Assignment ->
When you restate the records, do so word for word and omit any picture they contain.

[Collected data entries]
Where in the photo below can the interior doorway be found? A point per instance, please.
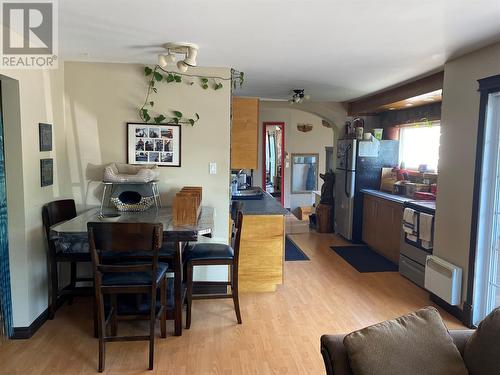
(273, 143)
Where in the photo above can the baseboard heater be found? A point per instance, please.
(443, 279)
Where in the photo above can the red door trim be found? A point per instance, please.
(264, 141)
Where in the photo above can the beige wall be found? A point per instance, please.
(457, 153)
(39, 98)
(314, 141)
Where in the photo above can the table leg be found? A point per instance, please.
(158, 194)
(103, 196)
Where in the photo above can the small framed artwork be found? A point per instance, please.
(46, 172)
(45, 136)
(154, 144)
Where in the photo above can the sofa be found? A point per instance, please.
(337, 362)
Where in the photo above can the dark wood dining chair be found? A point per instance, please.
(132, 277)
(52, 214)
(211, 254)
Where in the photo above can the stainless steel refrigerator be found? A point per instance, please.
(354, 171)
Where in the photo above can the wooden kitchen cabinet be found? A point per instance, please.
(382, 220)
(244, 133)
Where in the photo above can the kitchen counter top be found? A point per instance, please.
(265, 206)
(392, 197)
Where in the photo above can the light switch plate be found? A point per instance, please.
(212, 168)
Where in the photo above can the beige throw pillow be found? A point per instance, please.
(417, 343)
(482, 350)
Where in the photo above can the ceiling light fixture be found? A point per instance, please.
(189, 50)
(298, 96)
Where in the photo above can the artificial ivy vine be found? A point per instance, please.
(158, 74)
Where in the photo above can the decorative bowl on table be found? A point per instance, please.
(132, 201)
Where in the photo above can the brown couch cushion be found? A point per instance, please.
(482, 351)
(417, 343)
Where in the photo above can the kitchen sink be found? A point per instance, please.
(250, 193)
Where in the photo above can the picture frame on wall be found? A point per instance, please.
(46, 172)
(45, 136)
(154, 144)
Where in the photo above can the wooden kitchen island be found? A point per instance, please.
(262, 245)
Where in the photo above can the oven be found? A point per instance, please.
(412, 252)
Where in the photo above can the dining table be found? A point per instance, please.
(73, 232)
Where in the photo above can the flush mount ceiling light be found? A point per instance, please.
(189, 50)
(298, 96)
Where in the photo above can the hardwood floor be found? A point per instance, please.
(279, 335)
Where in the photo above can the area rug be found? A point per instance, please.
(292, 251)
(364, 259)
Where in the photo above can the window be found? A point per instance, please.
(419, 145)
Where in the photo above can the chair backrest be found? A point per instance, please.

Exercise output ->
Where in the photo below can the interior doorway be found? A point per instance, please.
(273, 143)
Where in the photo above can the baseboard heater be found? A point per instance, please.
(443, 279)
Where in the photo above can the red door trim be found? A point per instance, please.
(264, 141)
Where in the photo above can the beige wall be found? A point per instance, please.
(457, 153)
(39, 98)
(314, 141)
Where in the photo above can the table leg be found? A point per instance, please.
(158, 194)
(103, 196)
Where in the photo above can the small framed artwork be found? A point per instance, please.
(46, 172)
(45, 136)
(154, 144)
Where in the photo above can the sofa be found? A point per instance, please.
(337, 362)
Where in the photo above can the dark wood dining chair be found? A point per instance, please.
(132, 277)
(52, 214)
(211, 254)
Where in the photo above can the stainless steel refrigerator be found? A point per instance, please.
(354, 171)
Where in the photo above can the wooden kitchen cabinet be found? A point per instance, please.
(382, 220)
(244, 133)
Where in the photo above can the kitchen counter top be found? A point per instance, please.
(265, 206)
(392, 197)
Where in the photo above can the light switch plate be found? A point per instance, please.
(212, 168)
Where in the photo above can the beige throw pillow be found? A point per instance, please.
(417, 343)
(482, 350)
Where in the photo above can the ceiling light fixture be found? A point per instance, please.
(189, 50)
(298, 96)
Where in the photo above can the artificial ivy vine be found? A point per instance, please.
(158, 74)
Where in the photo above can the decorative bowl on table be found? A point per instance, please.
(132, 201)
Where in the photo above can the brown couch cushion be found? A point per instance, please.
(482, 351)
(417, 343)
Where in the photo above can the kitchen sink be found? A point per instance, please.
(250, 193)
Where in the photo above can the picture frame on wall be found? A point per instance, please.
(46, 172)
(45, 136)
(154, 144)
Where in the photo above can the wooden kitchen island be found? A point per instance, please.
(262, 245)
Where in the photo above can the oven be found? A point per instance, please.
(412, 252)
Where in the photo above can the dining table be found? A point per instance, please.
(73, 232)
Where in the photo above can the flush mount ceiling light be found? A point per instance, please.
(189, 50)
(298, 96)
Where in the photo above can the hardwood floor be found? A point per instance, please.
(279, 335)
Where in the photo above can the area rug be found? A point per instance, please.
(292, 251)
(364, 259)
Where in the photo above can the window be found? A point per instance, please.
(419, 145)
Where in the photo above can the chair backrest be found? A point per instance, please.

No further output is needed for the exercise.